*** Raw data Section Begins ***

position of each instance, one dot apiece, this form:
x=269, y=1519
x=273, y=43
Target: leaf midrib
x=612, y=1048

*** Raw data Section Ends ***
*** Raw data Section Begins ***

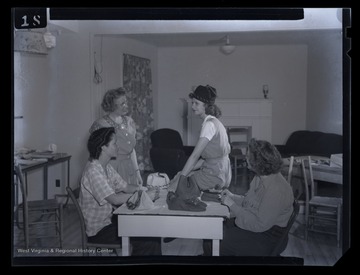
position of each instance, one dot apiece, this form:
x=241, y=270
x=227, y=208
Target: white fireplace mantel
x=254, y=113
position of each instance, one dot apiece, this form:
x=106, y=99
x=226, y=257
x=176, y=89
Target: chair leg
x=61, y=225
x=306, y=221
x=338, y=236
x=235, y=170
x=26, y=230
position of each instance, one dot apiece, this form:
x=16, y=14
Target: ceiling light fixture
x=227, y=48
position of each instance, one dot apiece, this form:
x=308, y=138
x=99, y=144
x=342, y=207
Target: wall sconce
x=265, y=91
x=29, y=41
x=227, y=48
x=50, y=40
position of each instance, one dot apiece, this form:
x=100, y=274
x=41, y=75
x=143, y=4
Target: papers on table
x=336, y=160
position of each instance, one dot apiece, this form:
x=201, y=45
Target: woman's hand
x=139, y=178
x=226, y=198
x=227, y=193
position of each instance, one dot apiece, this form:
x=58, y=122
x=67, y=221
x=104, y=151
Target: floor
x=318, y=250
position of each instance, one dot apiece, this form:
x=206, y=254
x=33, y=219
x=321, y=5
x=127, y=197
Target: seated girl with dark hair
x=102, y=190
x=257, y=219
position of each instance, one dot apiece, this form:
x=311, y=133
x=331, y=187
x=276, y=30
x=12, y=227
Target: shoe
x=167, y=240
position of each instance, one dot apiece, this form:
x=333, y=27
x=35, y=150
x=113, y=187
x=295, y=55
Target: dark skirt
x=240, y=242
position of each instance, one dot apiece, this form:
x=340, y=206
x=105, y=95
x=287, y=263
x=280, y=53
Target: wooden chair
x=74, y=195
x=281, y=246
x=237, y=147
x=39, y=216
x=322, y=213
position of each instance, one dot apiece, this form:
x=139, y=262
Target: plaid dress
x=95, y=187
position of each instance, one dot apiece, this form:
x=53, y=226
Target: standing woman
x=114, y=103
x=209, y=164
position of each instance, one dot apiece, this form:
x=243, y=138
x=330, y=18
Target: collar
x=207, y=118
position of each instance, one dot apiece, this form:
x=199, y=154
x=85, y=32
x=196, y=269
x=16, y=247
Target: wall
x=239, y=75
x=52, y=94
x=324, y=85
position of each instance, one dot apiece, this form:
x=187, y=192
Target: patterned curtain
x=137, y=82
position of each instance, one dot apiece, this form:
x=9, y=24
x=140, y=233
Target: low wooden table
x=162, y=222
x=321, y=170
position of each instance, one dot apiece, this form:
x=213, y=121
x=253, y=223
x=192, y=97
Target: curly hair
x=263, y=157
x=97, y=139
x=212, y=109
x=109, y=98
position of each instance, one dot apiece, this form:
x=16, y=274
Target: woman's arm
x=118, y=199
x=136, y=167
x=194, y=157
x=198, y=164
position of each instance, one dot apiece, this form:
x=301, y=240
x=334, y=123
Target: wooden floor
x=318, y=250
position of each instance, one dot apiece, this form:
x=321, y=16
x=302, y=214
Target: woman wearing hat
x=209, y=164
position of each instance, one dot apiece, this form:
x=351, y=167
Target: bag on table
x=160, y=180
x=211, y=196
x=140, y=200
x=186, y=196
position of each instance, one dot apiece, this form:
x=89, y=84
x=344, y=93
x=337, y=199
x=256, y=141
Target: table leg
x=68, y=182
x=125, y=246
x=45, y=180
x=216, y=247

*** Raw data Section Ends ***

** Task directions **
Of the entries above, transcribe exactly those lines that fall between the line containing "Target: ceiling light fixture" and the line containing "x=201, y=45", together with those two lines.

** Response to the task **
Target: ceiling light fixture
x=227, y=48
position of each instance, one dot apiece, this form:
x=308, y=138
x=99, y=144
x=342, y=207
Target: wall sconce
x=265, y=91
x=29, y=41
x=227, y=48
x=50, y=40
position of each instance, one dot apiece, this form:
x=100, y=274
x=41, y=75
x=143, y=4
Target: papers on table
x=336, y=160
position of each instance, one dot apiece, this form:
x=201, y=45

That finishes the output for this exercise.